EXERCISE DETAILS:
Reproduce exactly, and only, the lines running from the start of the entries below to the line containing "point(1004, 637)".

━━━━━ DATASET ENTRIES

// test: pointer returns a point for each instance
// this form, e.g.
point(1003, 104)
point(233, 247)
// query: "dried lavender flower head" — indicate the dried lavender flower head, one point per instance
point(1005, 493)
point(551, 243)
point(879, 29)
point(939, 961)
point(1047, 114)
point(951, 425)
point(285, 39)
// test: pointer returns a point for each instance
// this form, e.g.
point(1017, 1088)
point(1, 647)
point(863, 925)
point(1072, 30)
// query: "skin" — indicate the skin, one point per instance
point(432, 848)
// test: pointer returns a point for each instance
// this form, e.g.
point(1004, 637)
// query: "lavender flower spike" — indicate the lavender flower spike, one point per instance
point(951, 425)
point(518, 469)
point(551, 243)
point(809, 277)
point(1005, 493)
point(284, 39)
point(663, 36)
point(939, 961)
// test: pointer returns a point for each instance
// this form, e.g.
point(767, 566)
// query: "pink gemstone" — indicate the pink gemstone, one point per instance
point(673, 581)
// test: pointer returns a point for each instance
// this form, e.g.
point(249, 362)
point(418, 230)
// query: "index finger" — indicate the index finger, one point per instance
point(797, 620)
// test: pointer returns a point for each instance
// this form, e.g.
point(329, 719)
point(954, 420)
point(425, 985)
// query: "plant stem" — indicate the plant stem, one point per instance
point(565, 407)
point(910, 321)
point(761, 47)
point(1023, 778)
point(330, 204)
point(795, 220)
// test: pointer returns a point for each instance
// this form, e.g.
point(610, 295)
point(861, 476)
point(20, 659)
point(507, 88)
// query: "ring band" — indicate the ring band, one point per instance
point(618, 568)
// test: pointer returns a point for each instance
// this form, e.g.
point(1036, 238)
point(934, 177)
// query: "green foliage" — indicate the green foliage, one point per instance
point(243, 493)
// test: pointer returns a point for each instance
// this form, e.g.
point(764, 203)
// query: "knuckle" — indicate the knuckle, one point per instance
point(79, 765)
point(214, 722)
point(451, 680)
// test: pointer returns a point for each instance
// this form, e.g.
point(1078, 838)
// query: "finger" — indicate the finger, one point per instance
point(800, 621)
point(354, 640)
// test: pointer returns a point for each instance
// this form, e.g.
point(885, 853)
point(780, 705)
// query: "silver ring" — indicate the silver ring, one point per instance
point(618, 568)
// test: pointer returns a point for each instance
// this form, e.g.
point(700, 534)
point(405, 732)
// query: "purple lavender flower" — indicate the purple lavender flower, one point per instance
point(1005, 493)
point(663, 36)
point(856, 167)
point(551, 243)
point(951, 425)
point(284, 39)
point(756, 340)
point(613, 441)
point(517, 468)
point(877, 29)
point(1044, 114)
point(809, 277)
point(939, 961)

━━━━━━━━━━

RESPONSE TO THIS TASK:
// test: pointer returns a point for each instance
// this form, e.g.
point(1003, 104)
point(233, 247)
// query: "dried lavender flower head" — indicate the dried lavender flower head, one point per instance
point(1005, 493)
point(551, 243)
point(879, 29)
point(939, 961)
point(1047, 114)
point(951, 425)
point(285, 39)
// test: pointer returns a point for each instance
// this form, e.g.
point(1017, 1088)
point(1, 647)
point(863, 925)
point(1072, 30)
// query: "skin" — indicate the skin, one point per instance
point(432, 848)
// test: pointer returns a point for each instance
// this form, e.g.
point(1004, 637)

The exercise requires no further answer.